- _Task goal_
In the rows below, swap every "Show each one" for "Mark each one" and write the lines out again with nothing else altered.

- _Records to process_

::::

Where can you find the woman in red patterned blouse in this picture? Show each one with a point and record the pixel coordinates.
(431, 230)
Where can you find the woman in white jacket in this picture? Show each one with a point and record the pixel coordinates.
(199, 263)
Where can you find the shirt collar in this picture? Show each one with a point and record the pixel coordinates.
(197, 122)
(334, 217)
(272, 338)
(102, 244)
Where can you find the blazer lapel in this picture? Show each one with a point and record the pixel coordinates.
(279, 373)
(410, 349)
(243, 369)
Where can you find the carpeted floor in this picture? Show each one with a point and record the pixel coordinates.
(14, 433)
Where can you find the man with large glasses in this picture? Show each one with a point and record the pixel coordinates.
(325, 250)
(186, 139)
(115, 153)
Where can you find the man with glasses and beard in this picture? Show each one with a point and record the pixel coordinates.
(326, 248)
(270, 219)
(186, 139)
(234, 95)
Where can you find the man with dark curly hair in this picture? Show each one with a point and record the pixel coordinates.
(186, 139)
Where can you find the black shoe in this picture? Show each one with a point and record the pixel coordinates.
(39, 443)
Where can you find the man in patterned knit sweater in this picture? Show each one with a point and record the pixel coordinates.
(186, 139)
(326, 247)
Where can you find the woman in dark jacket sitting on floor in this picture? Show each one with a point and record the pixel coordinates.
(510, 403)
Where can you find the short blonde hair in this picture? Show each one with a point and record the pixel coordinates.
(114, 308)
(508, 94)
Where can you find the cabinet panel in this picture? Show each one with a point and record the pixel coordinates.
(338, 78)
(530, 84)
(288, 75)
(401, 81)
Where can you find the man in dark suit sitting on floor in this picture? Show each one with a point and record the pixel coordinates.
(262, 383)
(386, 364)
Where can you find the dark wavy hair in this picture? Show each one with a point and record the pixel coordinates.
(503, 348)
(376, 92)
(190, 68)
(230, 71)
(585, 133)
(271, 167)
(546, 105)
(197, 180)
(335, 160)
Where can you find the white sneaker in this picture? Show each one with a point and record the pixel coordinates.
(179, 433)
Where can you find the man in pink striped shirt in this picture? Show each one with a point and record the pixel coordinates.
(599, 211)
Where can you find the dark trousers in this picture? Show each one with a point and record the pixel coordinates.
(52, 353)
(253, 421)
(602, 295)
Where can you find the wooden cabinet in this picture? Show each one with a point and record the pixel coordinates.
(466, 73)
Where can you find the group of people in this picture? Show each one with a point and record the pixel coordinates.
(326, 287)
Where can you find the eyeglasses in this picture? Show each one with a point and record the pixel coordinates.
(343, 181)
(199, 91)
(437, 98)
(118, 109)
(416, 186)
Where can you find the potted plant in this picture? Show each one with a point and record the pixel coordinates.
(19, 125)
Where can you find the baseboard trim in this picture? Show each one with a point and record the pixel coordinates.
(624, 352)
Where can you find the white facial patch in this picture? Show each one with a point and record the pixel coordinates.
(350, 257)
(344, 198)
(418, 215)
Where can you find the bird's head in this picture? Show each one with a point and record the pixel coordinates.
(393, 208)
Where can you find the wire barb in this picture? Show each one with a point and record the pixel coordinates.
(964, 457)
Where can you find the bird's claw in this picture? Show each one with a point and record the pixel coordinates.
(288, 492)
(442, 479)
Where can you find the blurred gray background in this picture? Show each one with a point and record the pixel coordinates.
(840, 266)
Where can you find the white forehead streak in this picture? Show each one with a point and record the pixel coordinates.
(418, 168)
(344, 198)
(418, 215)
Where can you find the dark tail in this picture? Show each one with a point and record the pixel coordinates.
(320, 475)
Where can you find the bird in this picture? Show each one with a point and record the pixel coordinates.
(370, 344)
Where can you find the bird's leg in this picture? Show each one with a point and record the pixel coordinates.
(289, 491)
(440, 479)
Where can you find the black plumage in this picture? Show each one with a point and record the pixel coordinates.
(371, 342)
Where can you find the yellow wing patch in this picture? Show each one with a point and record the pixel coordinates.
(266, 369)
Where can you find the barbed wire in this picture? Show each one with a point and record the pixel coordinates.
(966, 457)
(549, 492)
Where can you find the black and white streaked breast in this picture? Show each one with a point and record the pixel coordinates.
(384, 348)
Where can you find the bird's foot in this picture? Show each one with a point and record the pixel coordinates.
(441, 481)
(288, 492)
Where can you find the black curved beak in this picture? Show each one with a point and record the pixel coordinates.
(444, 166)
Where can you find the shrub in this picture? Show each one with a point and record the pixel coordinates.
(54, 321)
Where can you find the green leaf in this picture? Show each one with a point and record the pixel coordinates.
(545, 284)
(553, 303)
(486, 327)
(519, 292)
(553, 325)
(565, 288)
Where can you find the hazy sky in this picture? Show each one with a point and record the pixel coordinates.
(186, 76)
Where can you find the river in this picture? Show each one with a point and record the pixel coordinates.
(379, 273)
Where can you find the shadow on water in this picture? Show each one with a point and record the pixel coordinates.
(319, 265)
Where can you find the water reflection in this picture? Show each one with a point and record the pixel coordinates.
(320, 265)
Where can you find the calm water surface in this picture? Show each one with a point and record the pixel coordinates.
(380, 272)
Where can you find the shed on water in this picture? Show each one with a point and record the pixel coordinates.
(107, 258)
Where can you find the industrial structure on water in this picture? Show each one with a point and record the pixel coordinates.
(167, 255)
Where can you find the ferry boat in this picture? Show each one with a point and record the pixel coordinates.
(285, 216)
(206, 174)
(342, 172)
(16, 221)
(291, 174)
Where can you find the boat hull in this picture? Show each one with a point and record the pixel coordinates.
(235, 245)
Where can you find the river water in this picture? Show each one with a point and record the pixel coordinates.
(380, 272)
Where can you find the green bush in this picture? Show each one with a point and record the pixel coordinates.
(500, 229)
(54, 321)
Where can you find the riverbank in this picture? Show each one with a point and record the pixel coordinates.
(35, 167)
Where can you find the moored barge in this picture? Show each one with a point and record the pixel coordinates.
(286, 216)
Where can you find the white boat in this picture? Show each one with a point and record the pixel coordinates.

::::

- _Solution for this problem_
Where can you find the woman in red patterned blouse in this picture? Mark each one with a point and record the pixel coordinates.
(431, 230)
Where can you find the woman in white jacket in this picture? Mark each one with a point and record the pixel coordinates.
(199, 263)
Where can you find the shirt collar in this picture? Mark each one with a point and record the pixel coordinates.
(197, 122)
(334, 217)
(272, 338)
(102, 244)
Where can you find the blazer lapel in this picture? Mark each one with a point and record the pixel coordinates.
(279, 373)
(410, 349)
(243, 369)
Where can you find the carpeted floor in this picture? Mark each one with a point and record the pixel coordinates.
(14, 433)
Where can you find the man with large glasses in this picture? Mark each one with a point and record the pixel coordinates.
(325, 250)
(186, 139)
(115, 153)
Where can you find the man with glasses and beard in this picture? Mark each one with a point and record the pixel coordinates.
(326, 248)
(270, 219)
(186, 139)
(234, 95)
Where can you find the man with dark curly hair in this picture? Mark each one with a point and record the pixel coordinates.
(186, 139)
Where can you find the black shoe in this picture? Mark each one with a point and record the pixel coordinates.
(39, 443)
Where can you find the man in patterned knit sweater in this picture? Mark each one with a point and record the pixel coordinates.
(186, 139)
(326, 247)
Where can you find the woman in dark jacket sitting on floor in this picture? Mark each one with a point and record the pixel coordinates.
(510, 403)
Where can you find the short blonde hair in this picture? Mark each one with a point and record the pixel coordinates.
(114, 308)
(508, 94)
Where can you find the cabinet panel in this picture? Mark each one with a point and record the pixel coordinates.
(338, 78)
(530, 84)
(288, 75)
(401, 81)
Where can you find the man in dark suit sitting on floor in this picture? Mark each one with a point and record the pixel coordinates.
(262, 383)
(386, 364)
Where can you find the dark wavy hair in this picture? Mark each one with a point and record the pixel coordinates.
(503, 348)
(376, 92)
(190, 68)
(230, 71)
(585, 133)
(271, 167)
(546, 105)
(197, 180)
(335, 160)
Where can you find the white sneaker in this picture? Mark each one with a point and record the pixel coordinates.
(179, 433)
Where can you find the man in pink striped shirt in this picture? Mark each one with a point and record the pixel coordinates.
(599, 211)
Where can you find the dark trousers in this picture? Mark each one with a point and record the pixel coordinates.
(52, 353)
(253, 421)
(602, 295)
Where can you find the wooden cabinet in this picture? Mark each one with a point and record the pixel coordinates.
(466, 73)
Where can you find the group of people in this picture? Mark each one with a point and record the pixel coordinates.
(326, 287)
Where can you find the eyeglasses in this picture? Mark each one with a point and record the pixel coordinates.
(343, 181)
(199, 91)
(437, 98)
(118, 109)
(416, 186)
Where can you find the potted plant in this picture? Mark each one with a point and record the pixel coordinates.
(19, 125)
Where can you find the baseboard trim in this picture? Mark each one with a point and record the pixel coordinates.
(624, 352)
Where can you find the white facial patch in this picture? Mark each one with a point and record the pixel coordinates.
(350, 257)
(344, 198)
(418, 215)
Where can you find the bird's head in this picture? Mark each one with a point and record the pixel coordinates.
(393, 208)
Where can you find the wire barb in this picture? Mark each one with a point and record the pixel coordinates.
(964, 457)
Where can you find the bird's claw in this picture? Mark each one with a point and record the pixel coordinates.
(288, 492)
(442, 479)
Where can you find the blurred gray background in this picture? Mark each one with a point and record the pixel coordinates.
(840, 266)
Where can you find the white forehead streak in this picture? Mark each one with a point and record the pixel coordinates.
(418, 168)
(344, 198)
(418, 215)
Where can you find the dark tail in this picture? Mark each one with a point and record the pixel coordinates.
(320, 475)
Where can you find the bird in this picture? Mark each one with a point and record the pixel coordinates.
(370, 344)
Where can you find the bird's leg in this picture? Mark each one with a point and record the pixel coordinates.
(289, 491)
(440, 479)
Where can you find the black plumage in this picture? Mark each one with a point and record the pixel coordinates.
(371, 342)
Where can you find the yellow wing patch in this picture? Mark each one with a point and record the pixel coordinates.
(266, 369)
Where can you find the barbed wire in this picture? Mark each one with a point and record the pixel coordinates.
(966, 457)
(549, 492)
Where can you find the black and white streaked breast in this picture? Mark each one with a point and record the pixel coordinates.
(384, 348)
Where can you find the bird's foot in this picture? Mark each one with a point and record the pixel coordinates.
(441, 481)
(288, 492)
Where can you find the black curved beak in this picture? Mark each one with a point and record the pixel coordinates.
(444, 166)
Where can you find the shrub in this picture? Mark each one with a point and record the pixel coordinates.
(54, 321)
Where can you find the green leaf in this picture? Mark each one with a point and record the pixel coordinates.
(545, 284)
(553, 303)
(486, 327)
(519, 292)
(553, 325)
(565, 288)
Where can you find the hazy sky in this picture? Mark each one with a point and record the pixel coordinates.
(186, 76)
Where can you find the river in this picture? Mark each one with a point and record the pixel coordinates.
(379, 273)
Where can you find the shadow on water in this picture? Mark each one with a point and record the pixel coordinates.
(319, 265)
Where can you find the water reflection in this picture? Mark each one with a point and record the pixel coordinates.
(320, 265)
Where can you find the calm water surface in this picture? Mark each one with a point and record the pixel coordinates.
(380, 272)
Where can you find the shed on water in this picture? Mark each one with a point and record the pixel coordinates.
(107, 258)
Where can you find the industrial structure on water in this picture? Mark each one with a point and record the pixel coordinates.
(167, 255)
Where can you find the ferry boat in this picture? Mark each one with a point and record the pixel coordinates.
(285, 216)
(206, 174)
(342, 172)
(16, 221)
(291, 174)
Where can you find the boat hull in this picture? Mark each one with a point and record the pixel coordinates.
(235, 245)
Where can you find the river water in this picture? Mark each one with a point and record the pixel coordinates.
(380, 272)
Where can you find the green bush in this picture? Mark each one with a point and record the pixel coordinates.
(500, 229)
(54, 321)
Where can you find the riverbank in this picture? Mark each one with a point and record the pixel coordinates.
(35, 167)
Where can you find the moored barge in this picture? Mark each one with a point and record the pixel coordinates.
(286, 216)
Where can you find the white boat in this picture? Mark each one with a point and record the pixel coordinates.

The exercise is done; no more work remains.